Dataset records start
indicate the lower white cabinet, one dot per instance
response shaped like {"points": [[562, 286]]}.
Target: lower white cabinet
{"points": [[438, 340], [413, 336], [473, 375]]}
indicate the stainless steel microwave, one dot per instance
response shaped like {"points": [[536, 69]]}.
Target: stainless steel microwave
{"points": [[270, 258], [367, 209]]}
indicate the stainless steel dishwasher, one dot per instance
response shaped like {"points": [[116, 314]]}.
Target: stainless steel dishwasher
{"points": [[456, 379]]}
Dataset records end
Please rescale the data above by writing out every line again, with each point coordinate in the answers multiplied by 0.6 and rounded to the nearest whole number, halves rounded up. Keep all other lines and numbers unchanged.

indicate the lower white cabinet, one dot per instance
response shaped like {"points": [[562, 286]]}.
Target: lower white cabinet
{"points": [[263, 204], [248, 202], [284, 225]]}
indicate the stainless steel microwave, one dot per instance
response shaped like {"points": [[536, 69]]}.
Target: stainless steel microwave
{"points": [[162, 155], [220, 125]]}
indicate the stainless steel dishwasher, one dot per instance
response shaped like {"points": [[116, 314]]}.
Target: stainless steel dishwasher
{"points": [[274, 227]]}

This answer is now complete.